[[ Exercise inputs open ]]

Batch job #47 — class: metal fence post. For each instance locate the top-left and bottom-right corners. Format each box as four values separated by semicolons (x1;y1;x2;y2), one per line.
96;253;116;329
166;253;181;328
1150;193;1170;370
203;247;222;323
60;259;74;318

[[ Exercise inputs closed ]]

# Exercise goal
Write the listing out again, matching every line exactly.

# Exercise response
Batch job #47 — class: metal fence post. For each instance locate the top-left and bottom-right corners. Format each box as four values separated by semicolons (x1;y1;x2;y2), one per line.
96;253;116;329
166;253;181;328
1150;193;1170;370
203;247;222;323
60;259;74;318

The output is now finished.